Nevertheless, the ruling throws the health insurance market into new uncertainty just as 2019 marketplace premiums are coming down for the first time and new health insurers are entering the markets.
About 4.1 million people signed up for health plans for 2019 from Nov. 1 through Dec. 8 in the 39 states that use the federal HealthCare.gov exchange, the Centers for Medicare & Medicaid Services reported. That was a nearly 12 percent drop from the equivalent period of the 2018 open enrollment. There could be many reasons for the drop. Some people may be buying coverage that meets ACA requirements (like covering pre-existing conditions) outside of the marketplaces.
Judge O’Connor agreed with Texas and an alliance of 19 states, who argued that when Congress in 2017 repealed the law’s tax penalty for being uninsured, it eliminated the U.S. Supreme Court’s rationale for finding the ACA constitutional in 2012. The ACA originally required people to pay a penalty for not having health insurance that met certain standards. The provision was called the individual mandate.
Reversal Predicted
“The decision is highly likely to be reversed on appeal,” Joel Ario, a managing director with health-care policy consulting firm Manatt Health Solutions, told Bloomberg Law in an email Dec. 15. Ario was the first head of the office that ran the ACA marketplaces under the Obama administration.
“There will be a lot of unnecessary commotion,” he added, calling O’Connor” “an activist judge” that didn’t follow lawmakers’ intent to repeal the individual mandate and leave the rest of the law intact.
The two major trade associations representing health insurers expressed disappointment with the court decision.
“While we are extremely disappointed in the court’s ruling, we will continue to work with lawmakers on a bipartisan basis to ensure that all Americans can access the consistent, quality health coverage they need and deserve,” Blue Cross Blue Shield Association President and chief executive officer Scott Serota said in a statement Dec. 15.
Matt Eyles, president and CEO of America’s Health Insurance Plans (AHIP), said the district court’s decision “is misguided and wrong.”

Material shown
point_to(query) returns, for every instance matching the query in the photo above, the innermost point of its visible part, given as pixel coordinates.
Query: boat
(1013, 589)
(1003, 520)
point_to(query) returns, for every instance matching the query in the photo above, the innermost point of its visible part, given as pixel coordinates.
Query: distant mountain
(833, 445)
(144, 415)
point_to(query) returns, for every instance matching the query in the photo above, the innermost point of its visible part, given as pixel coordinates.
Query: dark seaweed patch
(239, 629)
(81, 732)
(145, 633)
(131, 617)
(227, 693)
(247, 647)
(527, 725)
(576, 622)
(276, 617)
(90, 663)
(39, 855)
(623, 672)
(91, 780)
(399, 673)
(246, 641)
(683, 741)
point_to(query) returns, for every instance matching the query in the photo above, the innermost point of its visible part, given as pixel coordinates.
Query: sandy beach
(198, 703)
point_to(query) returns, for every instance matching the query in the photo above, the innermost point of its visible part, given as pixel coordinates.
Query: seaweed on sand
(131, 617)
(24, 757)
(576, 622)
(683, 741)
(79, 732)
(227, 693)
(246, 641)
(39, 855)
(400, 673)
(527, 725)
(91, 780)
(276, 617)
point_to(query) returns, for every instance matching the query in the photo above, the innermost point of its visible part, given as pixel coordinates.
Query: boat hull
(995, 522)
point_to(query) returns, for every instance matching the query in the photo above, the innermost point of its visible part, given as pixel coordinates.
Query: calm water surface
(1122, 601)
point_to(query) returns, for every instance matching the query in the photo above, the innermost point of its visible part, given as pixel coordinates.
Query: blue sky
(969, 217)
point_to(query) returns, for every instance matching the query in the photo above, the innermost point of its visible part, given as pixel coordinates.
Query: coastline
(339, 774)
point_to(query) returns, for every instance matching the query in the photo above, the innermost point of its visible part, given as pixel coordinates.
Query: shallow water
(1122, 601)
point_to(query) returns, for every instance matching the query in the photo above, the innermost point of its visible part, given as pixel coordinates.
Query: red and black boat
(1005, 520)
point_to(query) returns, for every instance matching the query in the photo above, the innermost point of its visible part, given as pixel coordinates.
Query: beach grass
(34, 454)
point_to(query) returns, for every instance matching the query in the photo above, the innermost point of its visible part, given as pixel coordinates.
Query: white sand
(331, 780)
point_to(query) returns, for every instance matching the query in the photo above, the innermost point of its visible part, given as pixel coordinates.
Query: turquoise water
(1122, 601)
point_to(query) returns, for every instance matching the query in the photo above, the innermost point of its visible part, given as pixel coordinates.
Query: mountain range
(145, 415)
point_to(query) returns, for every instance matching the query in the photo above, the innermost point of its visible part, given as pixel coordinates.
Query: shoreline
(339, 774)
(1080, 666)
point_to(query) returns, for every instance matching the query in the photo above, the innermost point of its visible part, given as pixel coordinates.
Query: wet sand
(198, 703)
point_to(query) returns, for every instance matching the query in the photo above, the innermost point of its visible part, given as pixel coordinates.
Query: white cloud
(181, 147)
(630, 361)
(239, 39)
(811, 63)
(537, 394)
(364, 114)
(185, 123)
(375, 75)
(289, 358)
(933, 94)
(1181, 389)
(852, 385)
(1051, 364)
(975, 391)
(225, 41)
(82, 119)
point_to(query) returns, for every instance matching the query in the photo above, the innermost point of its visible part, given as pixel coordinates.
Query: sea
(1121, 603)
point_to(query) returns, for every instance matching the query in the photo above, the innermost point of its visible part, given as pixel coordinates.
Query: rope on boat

Problems to solve
a. In the article about the court ruling on the Affordable Care Act, how many people signed up for 2019 health plans through HealthCare.gov between Nov. 1 and Dec. 8?
b. Write what comes next in the article about the court ruling on the Affordable Care Act, starting after its last sentence.

Answers to the problems
a. About 4.1 million people.

b.
“This decision denies coverage to more than 100 million Americans, including seniors, veterans, children, people with disabilities, hardworking Americans with low-incomes, young adults on their parents’ plans until age 26, and millions of Americans with pre-existing conditions,” Eyles said.
Obamacare Will ‘Proceed Apace’
Without a court injunction halting the ACA, “Obamacare will proceed apace,” Michael Cannon, director of health policy studies at the libertarian Cato Institute, told Bloomberg Law Dec. 15. Cannon has argued against the ACA and was instrumental in helping a previous legal challenge to the law’s marketplaces.
However, Cannon said, “The media coverage of the ruling will nevertheless lead some low-information consumers to think Obamacare no longer exists, which could reduce enrollment.”
Cannon said that people with pre-existing medical conditions, who are protected by the ACA, may need subsidies. States could enact special “high-risk” pools to cover people who have medical problems, he said.
Cannon also argued that guaranteed renewability of short-term medical plans, which the Trump administration has boosted through regulations, also could protect many people who develop medical problems.
Short-term plans normally don’t cover people with pre-existing conditions, but the administration’s rules would allow insurers to renew their customers’ plans for up to three years. Insurers could also include provisions guaranteeing that people could renew the plans. That would protect people who develop medical problems after they have bought the plans, Cannon said.